_Items from a labeling collection_:
_ _ _ _ _ _ _
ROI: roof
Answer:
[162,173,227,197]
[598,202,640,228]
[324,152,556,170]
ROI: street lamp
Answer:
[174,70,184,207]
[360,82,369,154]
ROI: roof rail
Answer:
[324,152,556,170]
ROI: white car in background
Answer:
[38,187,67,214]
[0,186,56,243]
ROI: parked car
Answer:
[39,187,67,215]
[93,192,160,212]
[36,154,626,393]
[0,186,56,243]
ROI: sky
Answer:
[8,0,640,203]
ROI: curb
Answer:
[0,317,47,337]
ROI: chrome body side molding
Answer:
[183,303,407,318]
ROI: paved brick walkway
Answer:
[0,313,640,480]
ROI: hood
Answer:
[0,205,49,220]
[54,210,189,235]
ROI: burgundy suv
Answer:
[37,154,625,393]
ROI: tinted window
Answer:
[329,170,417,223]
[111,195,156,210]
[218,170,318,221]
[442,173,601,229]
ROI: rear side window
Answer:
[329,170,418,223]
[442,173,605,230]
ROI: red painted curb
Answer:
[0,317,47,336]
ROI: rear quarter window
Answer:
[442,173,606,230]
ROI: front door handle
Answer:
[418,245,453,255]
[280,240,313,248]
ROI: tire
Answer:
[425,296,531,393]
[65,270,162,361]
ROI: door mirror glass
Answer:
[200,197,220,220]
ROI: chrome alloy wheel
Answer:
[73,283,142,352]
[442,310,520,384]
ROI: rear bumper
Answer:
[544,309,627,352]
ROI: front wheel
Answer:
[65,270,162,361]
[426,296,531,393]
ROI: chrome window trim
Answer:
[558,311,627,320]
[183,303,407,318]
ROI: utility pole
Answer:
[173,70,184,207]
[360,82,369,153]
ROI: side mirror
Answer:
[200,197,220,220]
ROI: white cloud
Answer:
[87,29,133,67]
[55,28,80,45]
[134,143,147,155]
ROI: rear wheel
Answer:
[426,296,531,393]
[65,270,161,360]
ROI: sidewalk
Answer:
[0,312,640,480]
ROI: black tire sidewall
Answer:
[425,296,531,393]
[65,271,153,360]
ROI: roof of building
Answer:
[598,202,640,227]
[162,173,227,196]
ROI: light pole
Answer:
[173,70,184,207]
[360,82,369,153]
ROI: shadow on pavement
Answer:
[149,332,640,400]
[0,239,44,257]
_ _ _ _ _ _ _
_EXERCISE PROMPT_: Place each line of the rows above into a Markdown table with two columns, Num and Entry. Number the lines consecutively and leave out any blank lines.

_OUTPUT OF THE EXERCISE_:
| Num | Entry |
|---|---|
| 1 | ROI: roof |
| 2 | Answer: |
| 3 | [162,173,227,197] |
| 4 | [598,202,640,228] |
| 5 | [324,152,556,170] |
| 6 | ROI: street lamp |
| 7 | Answer: |
| 8 | [174,70,184,207] |
| 9 | [360,82,369,154] |
| 10 | ROI: roof rail |
| 11 | Answer: |
| 12 | [324,152,556,170] |
| 13 | ROI: white car in background |
| 14 | Answer: |
| 15 | [38,187,67,214] |
| 16 | [0,186,56,243] |
| 17 | ROI: parked car |
| 18 | Answer: |
| 19 | [39,187,67,215] |
| 20 | [93,192,160,212] |
| 21 | [36,154,626,393] |
| 22 | [0,186,56,243] |
| 23 | ROI: sky |
| 24 | Answer: |
| 25 | [8,0,640,203] |
| 26 | ROI: curb |
| 27 | Answer: |
| 28 | [0,317,47,337] |
| 29 | ROI: chrome body side molding |
| 30 | Answer: |
| 31 | [183,303,407,318] |
| 32 | ROI: paved brick walkway |
| 33 | Answer: |
| 34 | [0,313,640,480] |
| 35 | ROI: hood |
| 36 | Answer: |
| 37 | [0,205,49,220] |
| 38 | [54,210,189,235] |
| 39 | ROI: burgundy suv |
| 40 | Answer: |
| 41 | [37,154,625,393] |
| 42 | ROI: tinted window |
| 43 | Answer: |
| 44 | [329,170,417,223] |
| 45 | [111,195,156,210] |
| 46 | [218,170,318,221] |
| 47 | [442,173,601,229] |
| 48 | ROI: rear side window |
| 49 | Answer: |
| 50 | [329,170,418,223] |
| 51 | [442,173,605,230] |
| 52 | ROI: red painted curb |
| 53 | Answer: |
| 54 | [0,317,47,336] |
| 55 | ROI: rear quarter window |
| 56 | Answer: |
| 57 | [442,173,606,230] |
| 58 | ROI: front door handle |
| 59 | Answer: |
| 60 | [418,245,453,255] |
| 61 | [280,240,313,248] |
| 62 | ROI: tire |
| 63 | Answer: |
| 64 | [425,296,531,393] |
| 65 | [65,270,162,361] |
| 66 | ROI: door mirror glass |
| 67 | Answer: |
| 68 | [200,197,220,220] |
| 69 | ROI: chrome alloy wheel |
| 70 | Answer: |
| 71 | [73,283,142,352] |
| 72 | [442,310,520,384] |
| 73 | ROI: rear bumper |
| 74 | Answer: |
| 75 | [544,309,627,352] |
| 76 | ROI: front wheel |
| 77 | Answer: |
| 78 | [65,270,162,361] |
| 79 | [426,296,531,393] |
| 80 | ROI: chrome window trim |
| 81 | Answer: |
| 82 | [558,311,627,320] |
| 83 | [183,303,407,318] |
| 84 | ROI: utility pole |
| 85 | Answer: |
| 86 | [173,70,184,207] |
| 87 | [360,82,369,153] |
| 88 | ROI: side mirror |
| 89 | Answer: |
| 90 | [200,197,220,220] |
| 91 | ROI: white cloud |
| 92 | Answer: |
| 93 | [87,29,133,67] |
| 94 | [55,28,80,45] |
| 95 | [134,143,147,155] |
| 96 | ROI: rear wheel |
| 97 | Answer: |
| 98 | [426,296,531,393] |
| 99 | [65,270,161,360] |
| 100 | ROI: sidewalk |
| 101 | Answer: |
| 102 | [0,312,640,480] |
| 103 | ROI: black tire sidewall |
| 104 | Answer: |
| 105 | [425,296,531,393] |
| 106 | [65,271,153,360] |
| 107 | ROI: roof of building |
| 108 | Answer: |
| 109 | [598,202,640,227] |
| 110 | [162,173,227,196] |
| 111 | ROI: light pole |
| 112 | Answer: |
| 113 | [173,70,184,207] |
| 114 | [360,82,369,153] |
| 115 | ROI: shadow on pavement |
| 116 | Answer: |
| 117 | [149,332,640,400] |
| 118 | [0,239,44,257] |